What the task asks:
Identify each line in the material below that contains the string "white" and copy every such line in full. Treat the match as case-sensitive.

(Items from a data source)
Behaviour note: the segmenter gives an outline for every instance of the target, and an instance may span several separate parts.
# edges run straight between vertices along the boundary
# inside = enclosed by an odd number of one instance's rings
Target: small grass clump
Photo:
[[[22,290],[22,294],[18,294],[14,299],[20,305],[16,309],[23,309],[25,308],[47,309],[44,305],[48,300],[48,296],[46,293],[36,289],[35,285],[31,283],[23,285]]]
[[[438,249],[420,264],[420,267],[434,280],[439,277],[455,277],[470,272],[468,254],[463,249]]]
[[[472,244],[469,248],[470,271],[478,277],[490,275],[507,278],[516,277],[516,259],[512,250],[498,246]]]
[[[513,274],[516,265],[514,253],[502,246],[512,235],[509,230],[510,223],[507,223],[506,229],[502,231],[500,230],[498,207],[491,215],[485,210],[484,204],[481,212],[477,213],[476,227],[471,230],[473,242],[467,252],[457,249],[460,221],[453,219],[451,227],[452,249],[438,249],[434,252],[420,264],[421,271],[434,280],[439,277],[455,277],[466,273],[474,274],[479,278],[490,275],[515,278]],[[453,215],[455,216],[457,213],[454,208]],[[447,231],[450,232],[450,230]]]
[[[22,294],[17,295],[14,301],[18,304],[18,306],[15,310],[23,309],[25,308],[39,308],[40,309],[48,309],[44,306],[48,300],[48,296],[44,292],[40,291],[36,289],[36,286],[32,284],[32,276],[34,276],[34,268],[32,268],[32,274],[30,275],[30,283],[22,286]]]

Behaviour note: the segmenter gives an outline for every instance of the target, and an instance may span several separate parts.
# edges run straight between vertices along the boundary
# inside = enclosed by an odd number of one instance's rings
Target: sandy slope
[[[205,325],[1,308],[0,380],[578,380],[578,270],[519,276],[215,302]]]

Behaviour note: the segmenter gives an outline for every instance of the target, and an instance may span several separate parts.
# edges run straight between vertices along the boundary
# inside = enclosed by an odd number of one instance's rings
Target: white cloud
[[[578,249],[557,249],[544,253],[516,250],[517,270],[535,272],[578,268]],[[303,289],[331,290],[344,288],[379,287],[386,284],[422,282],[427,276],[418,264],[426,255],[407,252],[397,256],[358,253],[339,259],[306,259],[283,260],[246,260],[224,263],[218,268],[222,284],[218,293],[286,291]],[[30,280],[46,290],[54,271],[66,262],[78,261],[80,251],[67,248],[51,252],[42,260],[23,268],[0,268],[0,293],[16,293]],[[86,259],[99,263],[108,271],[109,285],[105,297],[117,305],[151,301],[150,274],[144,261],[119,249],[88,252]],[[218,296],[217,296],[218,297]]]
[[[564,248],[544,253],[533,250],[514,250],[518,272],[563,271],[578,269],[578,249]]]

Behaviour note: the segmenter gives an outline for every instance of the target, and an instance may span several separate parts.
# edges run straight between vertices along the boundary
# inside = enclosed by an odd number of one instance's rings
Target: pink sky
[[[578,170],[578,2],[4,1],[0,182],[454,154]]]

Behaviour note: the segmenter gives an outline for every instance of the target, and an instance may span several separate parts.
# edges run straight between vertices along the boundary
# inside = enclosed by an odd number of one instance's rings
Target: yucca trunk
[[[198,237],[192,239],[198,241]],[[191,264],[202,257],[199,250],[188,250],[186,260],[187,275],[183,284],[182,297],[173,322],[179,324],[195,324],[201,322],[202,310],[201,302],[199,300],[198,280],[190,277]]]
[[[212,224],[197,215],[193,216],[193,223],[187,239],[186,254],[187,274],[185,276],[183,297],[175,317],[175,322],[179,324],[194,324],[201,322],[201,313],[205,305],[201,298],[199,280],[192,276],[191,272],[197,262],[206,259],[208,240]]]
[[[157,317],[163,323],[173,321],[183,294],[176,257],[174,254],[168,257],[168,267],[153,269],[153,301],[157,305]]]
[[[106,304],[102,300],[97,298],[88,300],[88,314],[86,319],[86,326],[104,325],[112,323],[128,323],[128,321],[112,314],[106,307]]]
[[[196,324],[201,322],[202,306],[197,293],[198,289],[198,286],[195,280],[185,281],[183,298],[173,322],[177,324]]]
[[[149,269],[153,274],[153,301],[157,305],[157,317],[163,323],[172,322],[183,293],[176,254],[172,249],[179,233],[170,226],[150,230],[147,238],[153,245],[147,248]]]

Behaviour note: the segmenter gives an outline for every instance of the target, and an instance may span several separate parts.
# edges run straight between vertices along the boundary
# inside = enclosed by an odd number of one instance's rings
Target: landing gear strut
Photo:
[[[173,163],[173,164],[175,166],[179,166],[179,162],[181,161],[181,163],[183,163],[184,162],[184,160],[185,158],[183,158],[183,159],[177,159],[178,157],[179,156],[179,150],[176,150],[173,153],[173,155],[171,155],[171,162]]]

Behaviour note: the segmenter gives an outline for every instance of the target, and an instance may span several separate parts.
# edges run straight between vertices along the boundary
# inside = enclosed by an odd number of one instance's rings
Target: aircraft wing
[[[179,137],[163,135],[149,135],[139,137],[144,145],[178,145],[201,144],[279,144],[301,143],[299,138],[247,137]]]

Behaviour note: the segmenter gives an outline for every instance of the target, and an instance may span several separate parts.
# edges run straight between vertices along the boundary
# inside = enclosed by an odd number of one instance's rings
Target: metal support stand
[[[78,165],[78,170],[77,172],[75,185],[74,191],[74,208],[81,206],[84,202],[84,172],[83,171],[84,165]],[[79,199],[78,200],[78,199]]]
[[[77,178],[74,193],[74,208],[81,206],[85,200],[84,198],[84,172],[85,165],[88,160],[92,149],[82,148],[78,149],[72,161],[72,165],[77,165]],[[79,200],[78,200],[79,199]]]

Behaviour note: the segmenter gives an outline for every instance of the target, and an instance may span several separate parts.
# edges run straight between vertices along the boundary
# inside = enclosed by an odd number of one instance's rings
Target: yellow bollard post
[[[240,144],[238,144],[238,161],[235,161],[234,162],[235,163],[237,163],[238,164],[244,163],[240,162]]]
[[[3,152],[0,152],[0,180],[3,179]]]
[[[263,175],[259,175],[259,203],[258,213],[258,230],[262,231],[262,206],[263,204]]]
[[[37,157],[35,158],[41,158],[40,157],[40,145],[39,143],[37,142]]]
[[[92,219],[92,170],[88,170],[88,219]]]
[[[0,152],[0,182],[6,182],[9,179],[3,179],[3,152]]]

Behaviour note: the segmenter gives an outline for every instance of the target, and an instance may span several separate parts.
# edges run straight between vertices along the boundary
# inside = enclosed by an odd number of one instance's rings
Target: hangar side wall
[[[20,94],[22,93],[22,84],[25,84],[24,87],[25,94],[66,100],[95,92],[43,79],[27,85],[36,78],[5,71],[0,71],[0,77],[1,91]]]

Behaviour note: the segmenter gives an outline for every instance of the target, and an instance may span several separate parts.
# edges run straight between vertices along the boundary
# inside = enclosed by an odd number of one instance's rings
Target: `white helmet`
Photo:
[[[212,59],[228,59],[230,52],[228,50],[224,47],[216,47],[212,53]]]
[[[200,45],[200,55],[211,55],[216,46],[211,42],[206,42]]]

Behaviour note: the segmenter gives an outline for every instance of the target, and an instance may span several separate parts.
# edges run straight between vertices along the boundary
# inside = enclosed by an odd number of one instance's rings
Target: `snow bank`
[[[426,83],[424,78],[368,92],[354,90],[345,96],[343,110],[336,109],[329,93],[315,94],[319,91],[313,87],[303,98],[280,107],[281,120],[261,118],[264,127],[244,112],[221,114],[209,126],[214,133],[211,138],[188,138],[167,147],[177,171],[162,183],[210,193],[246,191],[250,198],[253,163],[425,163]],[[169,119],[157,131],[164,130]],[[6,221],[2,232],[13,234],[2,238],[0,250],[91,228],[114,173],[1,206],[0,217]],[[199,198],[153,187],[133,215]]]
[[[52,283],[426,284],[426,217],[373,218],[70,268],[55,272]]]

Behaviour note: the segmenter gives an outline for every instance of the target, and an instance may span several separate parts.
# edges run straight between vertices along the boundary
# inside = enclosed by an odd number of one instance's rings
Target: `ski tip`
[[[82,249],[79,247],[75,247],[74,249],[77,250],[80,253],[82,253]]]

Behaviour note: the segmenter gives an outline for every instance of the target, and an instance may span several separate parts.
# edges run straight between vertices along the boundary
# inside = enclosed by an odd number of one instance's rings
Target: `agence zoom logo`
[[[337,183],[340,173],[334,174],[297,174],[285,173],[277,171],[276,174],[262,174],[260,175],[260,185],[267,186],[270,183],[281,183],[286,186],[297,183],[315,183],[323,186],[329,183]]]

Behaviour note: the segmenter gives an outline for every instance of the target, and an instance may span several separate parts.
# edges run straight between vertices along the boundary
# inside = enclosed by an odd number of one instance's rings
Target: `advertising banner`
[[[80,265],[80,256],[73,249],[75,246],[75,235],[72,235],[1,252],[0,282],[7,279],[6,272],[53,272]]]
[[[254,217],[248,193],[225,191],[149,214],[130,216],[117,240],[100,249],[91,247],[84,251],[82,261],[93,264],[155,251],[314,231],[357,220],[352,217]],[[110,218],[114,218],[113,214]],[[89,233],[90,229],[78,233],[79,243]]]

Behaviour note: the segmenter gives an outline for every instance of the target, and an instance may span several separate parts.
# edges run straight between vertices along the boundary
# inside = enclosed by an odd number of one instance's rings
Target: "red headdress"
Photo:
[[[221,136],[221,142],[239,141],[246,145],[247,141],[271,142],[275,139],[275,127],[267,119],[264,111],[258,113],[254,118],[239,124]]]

Expected output:
Target: white cloud
Target: `white helmet`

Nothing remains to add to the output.